• [Dataset entries]:
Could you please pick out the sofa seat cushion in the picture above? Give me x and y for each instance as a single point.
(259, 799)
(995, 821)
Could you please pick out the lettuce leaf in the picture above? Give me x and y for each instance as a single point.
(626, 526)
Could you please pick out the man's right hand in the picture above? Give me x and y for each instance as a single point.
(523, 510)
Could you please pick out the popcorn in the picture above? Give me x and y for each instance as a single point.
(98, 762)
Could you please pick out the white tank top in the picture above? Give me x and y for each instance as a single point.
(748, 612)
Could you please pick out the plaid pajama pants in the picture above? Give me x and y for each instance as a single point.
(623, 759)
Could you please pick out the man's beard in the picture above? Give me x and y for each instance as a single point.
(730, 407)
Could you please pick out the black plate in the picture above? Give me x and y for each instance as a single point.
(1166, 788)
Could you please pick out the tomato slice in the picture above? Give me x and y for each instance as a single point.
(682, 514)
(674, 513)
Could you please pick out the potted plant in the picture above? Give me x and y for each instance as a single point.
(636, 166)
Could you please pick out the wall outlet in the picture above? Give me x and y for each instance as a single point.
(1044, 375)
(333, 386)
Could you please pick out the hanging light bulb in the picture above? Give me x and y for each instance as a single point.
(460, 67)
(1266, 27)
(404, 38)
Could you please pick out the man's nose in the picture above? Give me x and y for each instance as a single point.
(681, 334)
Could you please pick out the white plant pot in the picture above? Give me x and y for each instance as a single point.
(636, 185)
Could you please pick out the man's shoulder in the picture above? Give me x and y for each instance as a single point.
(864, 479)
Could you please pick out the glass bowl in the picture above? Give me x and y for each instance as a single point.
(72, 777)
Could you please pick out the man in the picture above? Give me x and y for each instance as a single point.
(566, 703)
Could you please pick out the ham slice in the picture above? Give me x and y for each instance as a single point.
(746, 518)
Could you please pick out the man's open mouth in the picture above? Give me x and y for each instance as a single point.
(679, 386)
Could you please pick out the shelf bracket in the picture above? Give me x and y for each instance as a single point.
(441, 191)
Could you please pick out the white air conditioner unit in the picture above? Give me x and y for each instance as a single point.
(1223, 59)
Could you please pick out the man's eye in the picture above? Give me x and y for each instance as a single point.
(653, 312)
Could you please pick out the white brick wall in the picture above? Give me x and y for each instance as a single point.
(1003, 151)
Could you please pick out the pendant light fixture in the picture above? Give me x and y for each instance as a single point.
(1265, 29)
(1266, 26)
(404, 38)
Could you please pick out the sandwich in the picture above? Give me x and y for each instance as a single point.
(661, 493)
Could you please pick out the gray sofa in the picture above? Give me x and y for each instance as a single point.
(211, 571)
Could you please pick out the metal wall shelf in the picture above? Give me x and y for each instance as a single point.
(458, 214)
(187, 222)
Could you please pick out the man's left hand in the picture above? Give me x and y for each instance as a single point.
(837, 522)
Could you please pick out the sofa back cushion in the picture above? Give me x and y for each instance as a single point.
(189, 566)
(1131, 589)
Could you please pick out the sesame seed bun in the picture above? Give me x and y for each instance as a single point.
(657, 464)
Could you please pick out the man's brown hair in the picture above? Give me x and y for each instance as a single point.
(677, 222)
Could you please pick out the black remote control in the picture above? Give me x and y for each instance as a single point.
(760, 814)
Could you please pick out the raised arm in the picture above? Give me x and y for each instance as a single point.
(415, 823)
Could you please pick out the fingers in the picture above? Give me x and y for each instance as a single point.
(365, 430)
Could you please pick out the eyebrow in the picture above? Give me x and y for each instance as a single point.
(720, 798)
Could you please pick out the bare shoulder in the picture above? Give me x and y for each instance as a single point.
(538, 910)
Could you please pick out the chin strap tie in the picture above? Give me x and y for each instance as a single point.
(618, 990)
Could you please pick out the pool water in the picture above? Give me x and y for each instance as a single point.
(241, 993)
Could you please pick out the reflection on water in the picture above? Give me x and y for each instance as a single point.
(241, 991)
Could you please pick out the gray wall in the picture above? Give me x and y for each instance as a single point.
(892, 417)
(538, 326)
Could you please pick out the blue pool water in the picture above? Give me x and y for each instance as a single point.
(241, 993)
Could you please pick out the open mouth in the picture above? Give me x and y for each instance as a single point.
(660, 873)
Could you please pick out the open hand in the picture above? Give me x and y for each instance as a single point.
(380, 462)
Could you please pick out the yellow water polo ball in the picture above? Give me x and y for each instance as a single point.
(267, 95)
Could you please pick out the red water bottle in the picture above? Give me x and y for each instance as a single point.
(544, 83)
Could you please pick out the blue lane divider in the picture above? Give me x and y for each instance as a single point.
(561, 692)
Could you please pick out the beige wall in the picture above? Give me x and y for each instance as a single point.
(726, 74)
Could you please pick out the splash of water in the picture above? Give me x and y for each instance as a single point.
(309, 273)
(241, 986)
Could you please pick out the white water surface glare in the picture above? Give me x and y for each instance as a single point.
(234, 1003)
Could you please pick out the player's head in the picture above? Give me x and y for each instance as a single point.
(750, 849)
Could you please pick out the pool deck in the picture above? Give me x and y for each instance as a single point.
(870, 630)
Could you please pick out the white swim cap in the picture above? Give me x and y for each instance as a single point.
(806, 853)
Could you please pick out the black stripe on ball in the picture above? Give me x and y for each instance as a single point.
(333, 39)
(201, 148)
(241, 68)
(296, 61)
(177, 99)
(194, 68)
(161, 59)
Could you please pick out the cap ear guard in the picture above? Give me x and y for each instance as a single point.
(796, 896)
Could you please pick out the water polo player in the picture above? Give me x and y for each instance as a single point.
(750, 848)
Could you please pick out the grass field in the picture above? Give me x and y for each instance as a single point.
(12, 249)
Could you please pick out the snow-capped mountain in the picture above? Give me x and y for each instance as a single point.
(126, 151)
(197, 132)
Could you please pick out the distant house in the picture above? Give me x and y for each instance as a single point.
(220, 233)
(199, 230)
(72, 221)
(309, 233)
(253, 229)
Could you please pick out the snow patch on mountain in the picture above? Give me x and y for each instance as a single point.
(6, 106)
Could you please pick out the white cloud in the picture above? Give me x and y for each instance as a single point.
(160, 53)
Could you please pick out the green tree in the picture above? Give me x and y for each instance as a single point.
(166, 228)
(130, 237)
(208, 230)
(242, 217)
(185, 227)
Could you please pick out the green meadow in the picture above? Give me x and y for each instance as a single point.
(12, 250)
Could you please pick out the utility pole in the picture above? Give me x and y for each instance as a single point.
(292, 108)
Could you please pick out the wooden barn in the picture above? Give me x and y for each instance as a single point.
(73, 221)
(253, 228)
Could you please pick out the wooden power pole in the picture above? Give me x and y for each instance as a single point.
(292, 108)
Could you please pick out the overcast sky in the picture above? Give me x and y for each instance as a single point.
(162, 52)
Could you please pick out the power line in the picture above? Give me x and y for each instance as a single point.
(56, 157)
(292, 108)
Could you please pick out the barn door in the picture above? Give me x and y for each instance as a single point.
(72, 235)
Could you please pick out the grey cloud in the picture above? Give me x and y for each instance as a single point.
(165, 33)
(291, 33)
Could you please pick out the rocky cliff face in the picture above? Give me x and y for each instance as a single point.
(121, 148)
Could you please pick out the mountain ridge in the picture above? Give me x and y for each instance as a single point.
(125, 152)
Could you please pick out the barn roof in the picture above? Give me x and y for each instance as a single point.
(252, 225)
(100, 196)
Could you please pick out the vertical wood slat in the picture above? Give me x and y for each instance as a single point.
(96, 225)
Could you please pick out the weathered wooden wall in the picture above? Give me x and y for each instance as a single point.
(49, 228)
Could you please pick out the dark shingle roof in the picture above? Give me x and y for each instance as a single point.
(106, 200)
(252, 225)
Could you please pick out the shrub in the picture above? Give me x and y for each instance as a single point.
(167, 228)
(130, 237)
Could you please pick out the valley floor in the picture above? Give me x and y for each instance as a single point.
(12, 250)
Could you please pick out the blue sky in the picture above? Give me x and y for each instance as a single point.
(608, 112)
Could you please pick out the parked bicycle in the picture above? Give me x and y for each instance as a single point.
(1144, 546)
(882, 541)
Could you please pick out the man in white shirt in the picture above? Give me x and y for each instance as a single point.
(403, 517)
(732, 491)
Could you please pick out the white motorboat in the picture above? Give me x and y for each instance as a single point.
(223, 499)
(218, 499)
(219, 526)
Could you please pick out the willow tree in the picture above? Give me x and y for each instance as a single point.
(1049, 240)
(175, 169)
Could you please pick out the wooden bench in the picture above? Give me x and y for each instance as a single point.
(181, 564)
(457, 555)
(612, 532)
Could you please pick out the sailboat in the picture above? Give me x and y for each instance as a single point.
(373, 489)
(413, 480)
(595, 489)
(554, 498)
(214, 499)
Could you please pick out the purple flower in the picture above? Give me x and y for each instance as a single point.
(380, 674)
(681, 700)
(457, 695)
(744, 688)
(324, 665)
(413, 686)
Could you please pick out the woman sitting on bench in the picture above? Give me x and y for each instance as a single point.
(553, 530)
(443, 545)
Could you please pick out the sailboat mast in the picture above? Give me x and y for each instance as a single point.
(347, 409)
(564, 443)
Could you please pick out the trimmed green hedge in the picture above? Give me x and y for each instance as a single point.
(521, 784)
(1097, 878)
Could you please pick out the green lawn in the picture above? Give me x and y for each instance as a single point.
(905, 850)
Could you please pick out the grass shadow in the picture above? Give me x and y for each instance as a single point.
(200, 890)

• [What is needed]:
Output only the lines running from the line with "Could you please pick out the sailboat in" through the final line of the data, inclusive.

• [Reply to the task]:
Could you please pick out the sailboat in the picture above? Give me x and y for each instance as a single point.
(373, 489)
(413, 480)
(595, 489)
(554, 498)
(214, 499)
Could you please pick out the purple flower in the picture above? Give me x and y for each instance as a single point.
(380, 674)
(681, 700)
(457, 695)
(744, 688)
(324, 665)
(413, 686)
Could you please pick out the woman sitting on bench in the picture above? Give me x and y for each instance as a single point.
(553, 530)
(443, 545)
Could you please pick out the sailboat mast in the picture above? Give me x and y for each instance as a single point.
(347, 409)
(564, 443)
Could you please pick out the trimmed green hedge in the picture above? Give me x and y for each instance as a single point.
(521, 784)
(1097, 878)
Could you please pick out the green lawn in the picture above? Give me x and y for each instance as a single point.
(905, 850)
Could you please pick out the grass shadow in the picture above? Give me x and y for each instance as a single point.
(200, 890)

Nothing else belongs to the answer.